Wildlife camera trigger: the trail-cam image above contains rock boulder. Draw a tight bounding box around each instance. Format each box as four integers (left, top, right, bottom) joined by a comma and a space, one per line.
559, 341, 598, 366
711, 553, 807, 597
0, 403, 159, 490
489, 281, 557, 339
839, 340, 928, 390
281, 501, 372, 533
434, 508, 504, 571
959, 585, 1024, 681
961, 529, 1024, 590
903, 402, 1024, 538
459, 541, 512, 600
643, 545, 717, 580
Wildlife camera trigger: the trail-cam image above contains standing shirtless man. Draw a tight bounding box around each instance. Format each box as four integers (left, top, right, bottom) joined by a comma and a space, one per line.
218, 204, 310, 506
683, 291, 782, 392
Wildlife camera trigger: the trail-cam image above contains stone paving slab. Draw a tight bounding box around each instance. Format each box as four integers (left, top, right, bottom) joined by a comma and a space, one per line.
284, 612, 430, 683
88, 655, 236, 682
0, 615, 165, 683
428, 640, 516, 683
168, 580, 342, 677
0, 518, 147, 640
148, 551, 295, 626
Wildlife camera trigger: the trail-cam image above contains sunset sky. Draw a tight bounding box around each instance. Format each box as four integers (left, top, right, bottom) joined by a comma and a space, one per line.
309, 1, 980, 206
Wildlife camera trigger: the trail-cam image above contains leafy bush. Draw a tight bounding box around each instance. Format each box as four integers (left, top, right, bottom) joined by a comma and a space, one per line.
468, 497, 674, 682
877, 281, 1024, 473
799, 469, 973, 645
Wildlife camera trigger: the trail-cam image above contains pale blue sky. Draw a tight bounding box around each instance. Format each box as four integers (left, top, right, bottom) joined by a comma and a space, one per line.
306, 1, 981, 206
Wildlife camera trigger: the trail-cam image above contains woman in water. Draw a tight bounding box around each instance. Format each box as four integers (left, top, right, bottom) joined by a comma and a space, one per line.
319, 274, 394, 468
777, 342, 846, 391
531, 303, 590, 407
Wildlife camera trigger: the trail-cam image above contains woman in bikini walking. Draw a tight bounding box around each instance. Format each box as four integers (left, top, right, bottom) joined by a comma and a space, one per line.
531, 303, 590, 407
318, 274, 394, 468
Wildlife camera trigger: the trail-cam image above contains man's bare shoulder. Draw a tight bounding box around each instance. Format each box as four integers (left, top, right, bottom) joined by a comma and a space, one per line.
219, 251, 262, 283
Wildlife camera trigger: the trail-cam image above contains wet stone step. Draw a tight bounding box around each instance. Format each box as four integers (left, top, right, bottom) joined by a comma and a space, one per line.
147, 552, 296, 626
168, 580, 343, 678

# TASK OBJECTIVE
The entries shown above must be restated word for word.

# RESULT OF THE TASK
Wildlife camera trigger: the trail-cam image above contains rock boulder. Draw a tight bounding box around each instance. Format each box as four integers (left, top, right, bottom) joined by a comma and a space, one per line.
559, 341, 598, 366
711, 553, 807, 597
0, 403, 159, 490
489, 281, 557, 339
839, 340, 928, 390
281, 501, 372, 533
434, 508, 504, 571
959, 585, 1024, 681
961, 529, 1024, 590
903, 402, 1024, 538
459, 541, 512, 600
643, 545, 717, 580
Wildlife camera trigger: the trail-cam image above contains standing shirtless man. Draw a tight bounding box around each instance. Format each box as four integers (left, top, right, bottom) joined by a comma and a space, one per line.
218, 204, 310, 506
683, 291, 782, 392
Wildlife camera trigger: the trail-cam image above contains stone paving slab. Draw a tight bounding box around each instance. Format each box as four integers (left, top, right, bottom) joined by a comma and a space, one per line.
284, 612, 430, 683
88, 655, 236, 682
0, 615, 165, 683
428, 640, 516, 683
168, 580, 342, 677
0, 518, 147, 640
148, 551, 295, 626
Wildlife camera trigger: the trail-cam image above contains sunset sky. Draw a tight bounding box around each instance. Format each box as four integers (left, top, right, bottom) joined by a comma and a space, one per line.
309, 1, 980, 206
Wildlife camera trigger: the trail-cam image above contains leafy bush. Draw a tight bounding box around each instance. Format each box as four integers (left, top, right, bottom) joined by a comma and a space, one per line.
468, 497, 674, 682
877, 281, 1024, 473
799, 469, 973, 645
Wildlife camera trigger: the trail-cam image above contains pale blue sky. Draw a tight bounding box around each instance. Format each box as four integers (left, top, right, bottom) joined by a comma and a space, one per line.
306, 1, 981, 206
Wildlife camera trigger: the trail-cam image above contains woman in water. Draw a tight bounding box around each instance. Format each box as four integers (left, top, right, bottom) joined by a comma and a space, one per line.
319, 274, 394, 468
777, 342, 846, 391
531, 303, 590, 407
Wildlife camera trigger: the trail-cam image above contains woman in bikini walking. Draw a tight bounding box around each instance. Format each box as four integers (left, top, right, bottom) joined by a comma and a space, one per line.
531, 303, 590, 407
318, 274, 394, 468
Wildlife camera trigger: the trail-cam image above contains man's bare shoulder. Draw a tight bounding box around each instance. Format each box as four integers (left, top, right, bottom) joined by a comma and a space, one per line.
219, 251, 262, 283
Wildlife camera trigger: the trail-cam image above contains wet stone step. Draw a tight bounding box around each instance. Format each box as four integers (left, top, right, bottom) joined by a comma and a space, one per line.
147, 552, 296, 626
168, 580, 343, 678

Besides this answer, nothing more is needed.